* [Exercise directions] Could you lay out the lines of the rows as a Markdown table with the columns Number and Row line, starting at the line that contains "Expected behaviour: for every instance of the red" and ending at the last line of the rows? Leave out any blank lines.

— Begin Given data —

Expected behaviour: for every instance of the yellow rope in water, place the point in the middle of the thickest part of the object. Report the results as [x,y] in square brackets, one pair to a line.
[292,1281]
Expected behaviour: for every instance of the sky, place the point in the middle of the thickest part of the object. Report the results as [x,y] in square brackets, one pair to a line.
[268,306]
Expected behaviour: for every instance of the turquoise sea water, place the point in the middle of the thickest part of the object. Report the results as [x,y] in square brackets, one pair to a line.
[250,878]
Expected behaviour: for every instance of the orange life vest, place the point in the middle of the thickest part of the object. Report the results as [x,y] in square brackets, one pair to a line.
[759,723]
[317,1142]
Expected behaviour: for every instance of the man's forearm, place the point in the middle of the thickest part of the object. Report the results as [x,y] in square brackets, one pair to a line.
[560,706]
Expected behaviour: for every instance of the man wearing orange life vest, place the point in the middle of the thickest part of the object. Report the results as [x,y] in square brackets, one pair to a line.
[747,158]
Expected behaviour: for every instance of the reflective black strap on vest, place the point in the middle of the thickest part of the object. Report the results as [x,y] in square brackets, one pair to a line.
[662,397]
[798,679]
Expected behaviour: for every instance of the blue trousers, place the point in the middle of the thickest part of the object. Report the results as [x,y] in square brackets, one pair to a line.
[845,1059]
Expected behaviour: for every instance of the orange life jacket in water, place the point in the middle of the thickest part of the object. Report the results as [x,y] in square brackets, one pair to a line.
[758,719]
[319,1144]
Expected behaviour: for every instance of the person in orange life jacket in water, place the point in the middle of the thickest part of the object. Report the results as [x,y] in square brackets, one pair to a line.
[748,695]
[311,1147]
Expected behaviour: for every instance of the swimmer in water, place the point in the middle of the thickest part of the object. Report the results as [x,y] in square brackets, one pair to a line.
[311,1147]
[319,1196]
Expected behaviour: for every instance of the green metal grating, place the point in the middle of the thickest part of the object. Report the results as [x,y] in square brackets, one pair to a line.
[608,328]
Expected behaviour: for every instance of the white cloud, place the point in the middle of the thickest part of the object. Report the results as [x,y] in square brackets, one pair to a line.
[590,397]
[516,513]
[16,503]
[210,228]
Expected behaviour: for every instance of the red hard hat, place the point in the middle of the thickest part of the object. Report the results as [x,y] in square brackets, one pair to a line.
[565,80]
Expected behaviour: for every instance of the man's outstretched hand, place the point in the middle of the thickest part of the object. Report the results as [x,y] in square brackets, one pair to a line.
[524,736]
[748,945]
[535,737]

— End Given data —

* [Complete answer]
| Number | Row line |
|---|---|
| 1 | Expected behaviour: for every instance of the red hard hat, place the point in the middle of the thickest part of the object. Report the results as [x,y] in square brackets, one pair to a line. |
| 2 | [565,80] |
| 3 | Expected behaviour: for every instance of the man's outstretched hand, place the point in the middle of the thickest part of the object. Report the results as [x,y] in square brackets, one pair to a line. |
| 4 | [524,736] |
| 5 | [748,945] |
| 6 | [535,737] |